SELECTED TEXT:
========

Giles: Big reward in Glasgow waits if Irish give it a go

Shift in mindset could deliver a rich dividend

GELSENKIRCHEN, GERMANY - OCTOBER 14: John O'Shea of the Republic of Ireland (R) celebrates scoring the equalising goal with Marc Wilson and Stephen Ward of the Republic of Ireland during the EURO 2016 Qualifier between Germany and Republic of Ireland at the Veltins-Arena on October 14, 2014 in Gelsenkirchen, Germany. (Photo by Alex Grimm/Bongarts/Getty Images)
GELSENKIRCHEN, GERMANY - OCTOBER 14: John O'Shea of the Republic of Ireland (R) celebrates scoring the equalising goal with Marc Wilson and Stephen Ward of the Republic of Ireland during the EURO 2016 Qualifier between Germany and Republic of Ireland at the Veltins-Arena on October 14, 2014 in Gelsenkirchen, Germany. (Photo by Alex Grimm/Bongarts/Getty Images)

This week, in the build-up to the game in Gelsenkirchen, I watched the German games against Poland and Scotland and one common theme emerged. Both teams had a right go at Germany.

From Martin O'Neill's point of view and as a more accurate comparison, the game against Scotland was the more relevant because the Germans were at home.

========

DATA EXTRACT:
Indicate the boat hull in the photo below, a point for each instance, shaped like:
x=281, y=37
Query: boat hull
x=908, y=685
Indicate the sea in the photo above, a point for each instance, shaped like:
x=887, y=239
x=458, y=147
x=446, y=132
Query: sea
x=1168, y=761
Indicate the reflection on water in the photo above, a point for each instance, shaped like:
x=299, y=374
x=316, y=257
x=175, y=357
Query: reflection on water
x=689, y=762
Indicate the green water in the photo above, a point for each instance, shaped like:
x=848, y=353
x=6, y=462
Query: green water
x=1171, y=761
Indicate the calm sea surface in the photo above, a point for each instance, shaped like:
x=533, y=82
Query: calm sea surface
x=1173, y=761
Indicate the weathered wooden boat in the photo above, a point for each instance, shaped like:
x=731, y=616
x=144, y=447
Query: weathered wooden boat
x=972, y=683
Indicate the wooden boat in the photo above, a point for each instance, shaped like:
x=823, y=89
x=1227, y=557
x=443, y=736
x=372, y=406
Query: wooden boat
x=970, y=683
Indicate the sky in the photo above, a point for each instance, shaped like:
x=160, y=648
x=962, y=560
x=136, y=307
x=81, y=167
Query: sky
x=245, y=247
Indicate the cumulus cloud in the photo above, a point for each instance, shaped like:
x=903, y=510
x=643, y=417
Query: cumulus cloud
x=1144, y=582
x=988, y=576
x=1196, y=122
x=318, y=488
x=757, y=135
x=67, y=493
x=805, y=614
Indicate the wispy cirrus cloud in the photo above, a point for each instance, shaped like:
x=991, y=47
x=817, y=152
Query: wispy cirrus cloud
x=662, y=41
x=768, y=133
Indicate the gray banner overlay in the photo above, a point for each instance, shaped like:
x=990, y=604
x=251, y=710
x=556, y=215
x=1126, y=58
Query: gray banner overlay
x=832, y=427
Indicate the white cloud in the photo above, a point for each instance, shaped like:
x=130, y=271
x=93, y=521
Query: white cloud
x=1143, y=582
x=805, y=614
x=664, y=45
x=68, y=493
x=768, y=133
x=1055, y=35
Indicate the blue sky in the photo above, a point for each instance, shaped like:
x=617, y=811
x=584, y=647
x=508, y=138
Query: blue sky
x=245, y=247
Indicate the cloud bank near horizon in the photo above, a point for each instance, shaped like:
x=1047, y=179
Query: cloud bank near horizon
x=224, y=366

========

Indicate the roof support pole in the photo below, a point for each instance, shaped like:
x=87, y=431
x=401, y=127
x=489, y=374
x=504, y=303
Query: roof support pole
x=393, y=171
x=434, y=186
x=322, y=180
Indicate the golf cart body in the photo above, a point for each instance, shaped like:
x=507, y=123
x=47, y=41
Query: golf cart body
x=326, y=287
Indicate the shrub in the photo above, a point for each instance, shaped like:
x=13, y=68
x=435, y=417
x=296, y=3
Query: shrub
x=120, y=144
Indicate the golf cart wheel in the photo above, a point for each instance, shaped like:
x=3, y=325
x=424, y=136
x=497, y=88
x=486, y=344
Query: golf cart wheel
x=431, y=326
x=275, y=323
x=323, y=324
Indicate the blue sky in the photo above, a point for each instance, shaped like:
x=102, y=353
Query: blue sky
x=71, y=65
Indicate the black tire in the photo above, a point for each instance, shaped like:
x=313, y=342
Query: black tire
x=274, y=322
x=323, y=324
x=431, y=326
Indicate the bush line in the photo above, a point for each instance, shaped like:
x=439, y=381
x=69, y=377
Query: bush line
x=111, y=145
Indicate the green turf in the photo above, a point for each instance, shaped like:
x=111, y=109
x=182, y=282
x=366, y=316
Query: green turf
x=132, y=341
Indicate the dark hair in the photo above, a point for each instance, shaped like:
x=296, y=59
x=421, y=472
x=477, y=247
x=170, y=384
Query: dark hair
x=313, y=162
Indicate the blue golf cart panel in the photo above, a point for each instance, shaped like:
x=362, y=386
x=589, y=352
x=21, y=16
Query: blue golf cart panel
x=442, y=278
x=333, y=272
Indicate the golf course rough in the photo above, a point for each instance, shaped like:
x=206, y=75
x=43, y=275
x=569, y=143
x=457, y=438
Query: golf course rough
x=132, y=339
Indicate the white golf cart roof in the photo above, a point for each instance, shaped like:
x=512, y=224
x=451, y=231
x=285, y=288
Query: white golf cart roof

========

Write out the part of the soccer column starting with "This week, in" and going on through "were at home.", word for word.

This week, in the build-up to the game in Gelsenkirchen, I watched the German games against Poland and Scotland and one common theme emerged. Both teams had a right go at Germany.

From Martin O'Neill's point of view and as a more accurate comparison, the game against Scotland was the more relevant because the Germans were at home.